- Job:
Reproduce every entry below word for word, but leave out the pictures.

------------

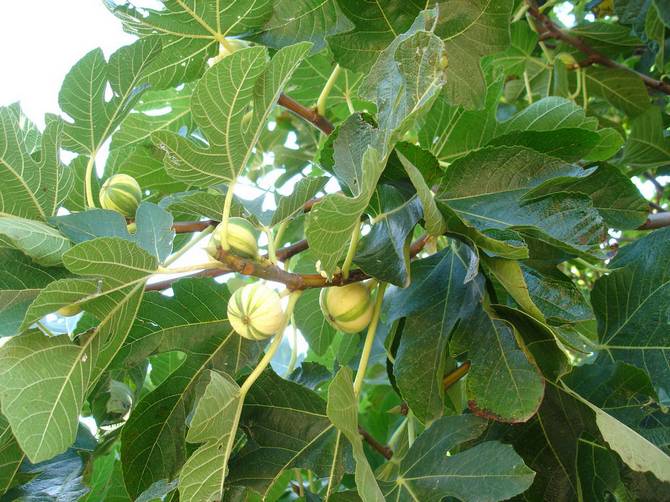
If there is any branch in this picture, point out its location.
[358,425,393,460]
[638,212,670,230]
[172,197,322,234]
[526,0,670,94]
[277,94,335,134]
[442,361,472,390]
[145,235,428,291]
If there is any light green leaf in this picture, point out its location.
[121,326,258,500]
[419,75,502,162]
[533,164,649,230]
[449,310,544,423]
[496,96,598,135]
[383,415,535,502]
[436,147,604,253]
[134,202,175,263]
[270,176,328,226]
[63,155,102,213]
[0,415,25,495]
[179,371,241,502]
[110,84,193,150]
[258,0,353,52]
[622,107,670,171]
[584,66,649,118]
[293,290,335,356]
[0,216,71,267]
[328,0,426,73]
[109,144,189,198]
[398,152,447,235]
[104,0,272,89]
[359,10,445,151]
[0,238,156,462]
[0,107,72,221]
[354,184,423,287]
[58,37,161,157]
[152,43,310,186]
[384,246,484,423]
[569,391,670,483]
[228,370,344,494]
[435,0,514,109]
[0,249,68,337]
[591,228,670,394]
[327,367,384,502]
[0,331,95,463]
[305,147,384,276]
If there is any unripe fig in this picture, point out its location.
[319,282,373,333]
[207,217,258,258]
[99,174,142,218]
[56,303,81,317]
[228,282,286,341]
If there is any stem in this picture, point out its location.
[526,0,670,94]
[277,94,335,134]
[523,70,533,105]
[294,469,305,497]
[568,68,584,101]
[389,417,407,448]
[342,222,361,279]
[221,180,236,251]
[442,361,472,390]
[163,226,214,267]
[84,151,96,208]
[316,64,341,115]
[354,282,386,397]
[407,411,416,448]
[274,220,288,249]
[580,65,589,113]
[286,316,298,376]
[35,321,56,337]
[156,261,222,274]
[575,258,611,274]
[263,227,277,265]
[215,293,299,493]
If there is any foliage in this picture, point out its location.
[0,0,670,502]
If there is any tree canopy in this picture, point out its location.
[0,0,670,502]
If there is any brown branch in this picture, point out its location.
[442,361,472,390]
[358,425,393,460]
[277,94,335,134]
[172,220,219,234]
[526,0,670,94]
[172,197,321,234]
[638,212,670,230]
[145,235,428,291]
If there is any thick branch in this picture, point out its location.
[146,236,428,291]
[526,0,670,94]
[277,94,335,134]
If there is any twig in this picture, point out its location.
[145,236,428,291]
[358,425,393,460]
[442,361,472,390]
[172,220,219,234]
[172,197,321,234]
[638,211,670,230]
[526,0,670,94]
[277,94,335,134]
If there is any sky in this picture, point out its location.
[0,0,135,127]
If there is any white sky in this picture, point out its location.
[0,0,134,127]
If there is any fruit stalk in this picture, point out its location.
[354,282,386,397]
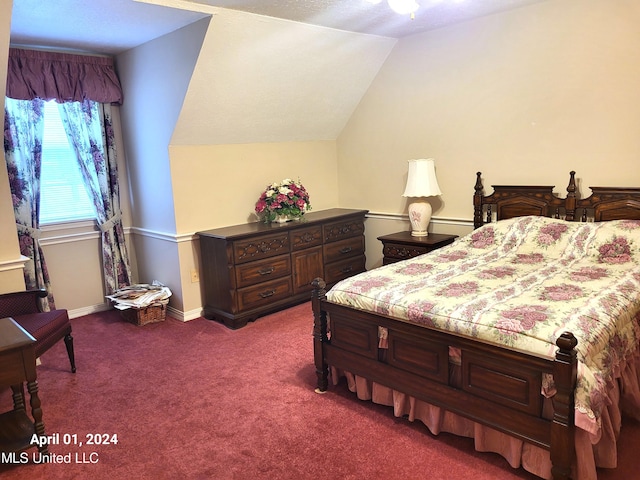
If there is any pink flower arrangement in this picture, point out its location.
[256,178,311,223]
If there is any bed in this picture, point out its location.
[312,172,640,480]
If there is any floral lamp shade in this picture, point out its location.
[402,158,442,237]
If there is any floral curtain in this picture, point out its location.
[58,99,131,295]
[4,98,55,311]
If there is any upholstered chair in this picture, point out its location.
[0,290,76,373]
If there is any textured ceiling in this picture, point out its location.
[192,0,545,38]
[11,0,549,54]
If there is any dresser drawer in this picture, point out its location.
[236,254,291,288]
[322,236,364,263]
[324,255,365,284]
[382,243,429,260]
[233,232,289,263]
[291,225,322,250]
[238,276,293,312]
[322,218,364,243]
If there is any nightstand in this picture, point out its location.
[378,232,458,265]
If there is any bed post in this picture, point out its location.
[564,170,577,222]
[551,332,578,480]
[473,172,484,228]
[311,278,329,393]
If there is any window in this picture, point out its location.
[40,100,95,225]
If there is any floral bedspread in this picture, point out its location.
[327,216,640,436]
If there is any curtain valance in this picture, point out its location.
[6,48,122,104]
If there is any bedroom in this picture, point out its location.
[0,0,640,478]
[0,0,640,319]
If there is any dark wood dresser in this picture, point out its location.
[198,208,367,329]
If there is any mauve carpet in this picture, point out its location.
[0,303,640,480]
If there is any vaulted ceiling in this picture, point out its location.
[11,0,548,54]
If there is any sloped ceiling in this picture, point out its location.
[6,0,547,145]
[172,10,396,145]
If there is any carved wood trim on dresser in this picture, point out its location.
[198,208,367,329]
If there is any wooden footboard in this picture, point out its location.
[312,279,577,479]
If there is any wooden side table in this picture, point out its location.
[378,232,458,265]
[0,318,49,455]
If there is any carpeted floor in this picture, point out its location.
[0,303,640,480]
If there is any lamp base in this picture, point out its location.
[409,202,432,237]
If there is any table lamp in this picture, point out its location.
[402,158,442,237]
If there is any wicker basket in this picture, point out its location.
[120,300,169,325]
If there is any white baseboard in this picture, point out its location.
[68,303,111,318]
[68,303,202,322]
[167,306,202,322]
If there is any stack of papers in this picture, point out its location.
[107,281,171,310]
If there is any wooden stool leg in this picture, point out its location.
[27,381,49,455]
[11,384,25,412]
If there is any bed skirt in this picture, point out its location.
[331,353,640,480]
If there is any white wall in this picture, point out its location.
[0,0,24,293]
[338,0,640,266]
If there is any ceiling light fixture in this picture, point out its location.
[367,0,420,19]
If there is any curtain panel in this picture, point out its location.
[6,48,122,105]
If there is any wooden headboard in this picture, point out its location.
[473,171,640,228]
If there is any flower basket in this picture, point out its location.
[255,178,311,223]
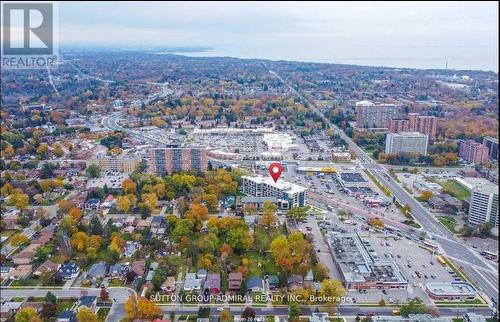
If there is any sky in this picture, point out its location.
[59,1,498,72]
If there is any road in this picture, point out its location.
[1,191,75,256]
[2,287,137,322]
[263,63,498,303]
[2,287,491,322]
[161,305,491,317]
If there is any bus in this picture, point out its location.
[481,250,498,260]
[423,240,438,250]
[436,255,446,266]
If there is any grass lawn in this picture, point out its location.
[57,299,76,313]
[10,278,38,286]
[10,296,24,302]
[246,251,278,277]
[109,278,123,286]
[0,229,17,237]
[97,307,110,322]
[437,180,470,200]
[451,318,498,322]
[436,216,457,234]
[252,292,266,304]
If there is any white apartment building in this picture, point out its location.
[355,101,401,128]
[385,132,429,155]
[242,176,307,208]
[87,155,141,173]
[468,185,498,230]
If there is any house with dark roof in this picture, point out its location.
[267,275,280,290]
[83,198,101,210]
[204,273,220,294]
[76,295,97,312]
[108,264,130,278]
[227,272,243,292]
[131,261,146,277]
[287,275,304,291]
[247,276,264,293]
[57,262,80,280]
[87,262,107,278]
[33,259,59,276]
[161,276,175,294]
[57,310,77,322]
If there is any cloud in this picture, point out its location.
[55,2,498,71]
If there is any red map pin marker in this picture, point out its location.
[269,162,283,182]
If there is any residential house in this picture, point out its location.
[123,215,137,226]
[287,275,304,291]
[83,198,101,210]
[243,215,257,229]
[21,302,43,313]
[0,265,11,278]
[9,265,33,280]
[184,273,201,292]
[0,301,24,321]
[57,262,80,280]
[57,310,77,322]
[108,264,130,278]
[33,259,59,276]
[247,276,264,293]
[131,260,146,277]
[204,273,220,294]
[31,227,54,247]
[151,216,167,228]
[267,275,280,290]
[12,244,40,265]
[304,269,314,287]
[123,241,140,257]
[76,295,97,312]
[196,269,207,281]
[228,272,243,292]
[161,276,175,294]
[136,218,151,230]
[87,262,107,279]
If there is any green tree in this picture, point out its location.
[399,297,428,317]
[86,163,101,178]
[287,207,309,221]
[15,307,42,322]
[288,301,300,319]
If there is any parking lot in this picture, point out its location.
[350,229,455,303]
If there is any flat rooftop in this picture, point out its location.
[425,282,477,296]
[242,176,307,193]
[328,233,408,283]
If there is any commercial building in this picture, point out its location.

------------

- Solution to this problem:
If there is any branch in this picture, point out its location.
[358,425,393,460]
[638,212,670,230]
[172,197,322,234]
[526,0,670,94]
[277,94,335,134]
[442,361,472,390]
[145,235,428,291]
If there is any light green leaf in this picture, point out its location.
[121,326,258,500]
[419,75,502,162]
[533,164,649,230]
[449,310,544,423]
[496,96,598,135]
[383,415,535,502]
[436,147,604,253]
[134,202,175,263]
[270,176,328,226]
[63,155,102,213]
[0,415,25,495]
[179,371,241,502]
[110,84,193,150]
[258,0,353,52]
[622,107,670,171]
[584,66,649,118]
[293,290,335,356]
[0,216,71,267]
[328,0,426,73]
[109,144,189,198]
[398,152,447,235]
[104,0,272,89]
[359,10,445,151]
[0,238,156,462]
[0,107,72,221]
[354,184,423,287]
[58,37,161,157]
[152,43,310,186]
[384,246,484,423]
[569,391,670,483]
[228,370,344,494]
[435,0,514,109]
[0,249,68,337]
[591,228,670,394]
[327,367,384,502]
[0,331,95,463]
[305,147,384,276]
If there is any unripe fig in this picture, point out its location.
[319,282,373,333]
[207,217,258,258]
[99,174,142,218]
[56,303,81,317]
[228,282,286,341]
If there is any stem in this picture, point out its location.
[526,0,670,94]
[277,94,335,134]
[523,70,533,105]
[294,469,305,497]
[568,68,584,101]
[389,417,407,448]
[342,222,361,279]
[221,180,236,251]
[442,361,472,390]
[163,226,214,267]
[84,151,96,208]
[316,64,341,115]
[354,282,386,397]
[407,411,416,448]
[274,220,288,249]
[580,65,589,113]
[286,316,298,376]
[35,321,56,337]
[156,261,222,274]
[575,258,611,274]
[263,227,277,265]
[215,293,299,493]
If there is any foliage in this picture, point out its location.
[0,0,670,502]
If there is any tree canopy in this picture, point out its location.
[0,0,670,502]
If there is any brown branch in this picture, point out its location.
[442,361,472,390]
[358,425,393,460]
[277,94,335,134]
[172,220,219,234]
[526,0,670,94]
[172,197,321,234]
[638,212,670,230]
[145,235,428,291]
If there is any thick branch in this picture, point out its location.
[146,236,428,291]
[526,0,670,94]
[277,94,335,134]
If there is any twig in this picture, point out its location.
[145,236,428,291]
[358,425,393,460]
[442,361,472,390]
[172,220,219,234]
[172,197,321,234]
[638,211,670,230]
[526,0,670,94]
[277,94,335,134]
If there is any sky in this picture, point out its location.
[0,0,135,127]
If there is any white sky in this picture, point out its location.
[0,0,134,127]
If there is any fruit stalk in this picture, point out its location.
[354,282,386,397]
If there is any pink flower arrangement in this picture, point out its location.
[256,178,311,223]
If there is any bed in this picture, point out its location.
[312,172,640,480]
If there is any floral lamp shade in this picture, point out its location.
[402,158,442,237]
If there is any floral curtain in this picture, point out its location.
[58,99,131,295]
[4,98,55,311]
If there is any upholstered chair in this picture, point out its location.
[0,290,76,373]
If there is any textured ceiling in this picture, point out its location.
[192,0,545,38]
[11,0,549,54]
If there is any dresser drawer in this picture, point out its location.
[236,254,291,288]
[322,236,364,263]
[324,255,365,284]
[382,243,429,260]
[233,232,289,263]
[291,225,322,250]
[238,276,293,312]
[322,218,364,243]
If there is any nightstand in this picture, point out its location.
[378,232,458,265]
If there is any bed post in this picture, point out its location.
[564,170,577,222]
[551,332,578,480]
[473,172,484,228]
[311,278,329,393]
If there is any window in this picture, point out its location.
[40,100,95,225]
If there is any floral bedspread in this picture, point out its location.
[327,216,640,436]
If there is any curtain valance in this picture, point out its location.
[6,48,122,104]
If there is any bedroom in this picture, point out its location.
[0,0,640,478]
[0,0,640,319]
If there is any dark wood dresser in this picture, point out its location.
[198,208,367,329]
If there is any mauve carpet in this picture, point out its location.
[0,303,640,480]
If there is any vaulted ceiling in this picture, point out its location.
[11,0,548,54]
If there is any sloped ceiling in this picture, point out its location.
[6,0,547,145]
[172,10,396,145]
If there is any carved wood trim on dresser in this picture, point out its location.
[198,208,367,329]
If there is any wooden footboard in this picture, point out its location.
[312,279,577,479]
If there is any wooden side table in this picture, point out its location.
[378,232,458,265]
[0,318,49,455]
If there is any carpeted floor in this picture, point out its location.
[0,303,640,480]
If there is any lamp base in this picture, point out its location.
[409,202,432,237]
If there is any table lamp in this picture, point out its location.
[402,158,442,237]
If there is any wicker basket in this picture, point out its location.
[120,300,169,325]
If there is any white baseboard in this picture, point out its location.
[68,303,111,318]
[68,303,202,322]
[167,306,202,322]
If there is any stack of papers in this picture, point out its location.
[107,281,171,310]
If there is any wooden stool leg in this picture, point out its location.
[27,381,49,455]
[11,384,25,412]
If there is any bed skirt in this picture, point out its location.
[331,353,640,480]
If there is any white wall in this picture, point out its location.
[0,0,24,293]
[338,0,640,266]
If there is any ceiling light fixture in this picture, point out its location.
[367,0,420,19]
If there is any curtain panel in this picture, point out its location.
[6,48,122,105]
If there is any wooden headboard in this picture, point out its location.
[473,171,640,228]
If there is any flower basket in this picture, point out its location.
[255,178,311,223]
If there is any sky in this picture, point out its location.
[59,1,498,72]
If there is any road in this picture, point out its location.
[1,191,75,256]
[2,287,137,322]
[263,63,498,303]
[2,287,491,322]
[161,305,491,317]
If there is any bus in this picture, point out its location.
[481,250,498,260]
[423,240,438,250]
[436,255,446,266]
If there is any grass lawn in this picture, point out its location.
[57,299,76,313]
[10,278,38,286]
[10,296,24,302]
[246,251,278,277]
[109,278,123,286]
[0,229,17,237]
[97,307,110,322]
[437,180,470,200]
[451,318,498,322]
[436,216,457,234]
[252,292,266,304]
If there is any white apartment building in this picture, point out its location.
[355,101,401,128]
[385,132,429,155]
[242,176,307,208]
[87,155,141,173]
[468,185,498,230]
If there is any house with dark roof in this picture, point out its location.
[267,275,280,290]
[83,198,101,210]
[204,273,220,294]
[76,295,97,312]
[108,264,130,278]
[227,272,243,292]
[131,261,146,277]
[287,275,304,291]
[247,276,264,293]
[57,262,80,280]
[87,262,107,278]
[33,259,59,276]
[161,276,175,294]
[57,310,77,322]
If there is any cloud in this picture, point out its location.
[55,2,498,71]
If there is any red map pin marker in this picture, point out its location.
[269,162,283,182]
If there is any residential house in this picture, point out its location.
[123,215,137,226]
[287,275,304,291]
[83,198,101,210]
[243,215,257,229]
[21,302,43,313]
[0,265,11,278]
[9,265,33,280]
[184,273,201,292]
[0,301,24,321]
[57,262,80,280]
[57,310,77,322]
[108,264,130,278]
[33,259,59,276]
[247,276,264,293]
[131,260,146,277]
[204,273,220,294]
[31,227,54,247]
[151,216,167,228]
[267,275,280,290]
[12,244,40,265]
[304,269,314,287]
[123,241,140,257]
[76,295,97,312]
[196,269,207,281]
[228,272,243,292]
[161,276,175,294]
[136,218,151,230]
[87,262,107,279]
If there is any green tree in this picture, point out its location.
[399,297,428,317]
[86,163,101,178]
[287,207,309,221]
[15,307,42,322]
[288,301,300,319]
If there is any parking lot in this picture, point out its location.
[350,229,455,303]
If there is any flat rooftop in this picture, point out its location.
[425,282,477,296]
[242,176,307,193]
[328,233,408,283]
If there is any commercial building in this picture, point out its location.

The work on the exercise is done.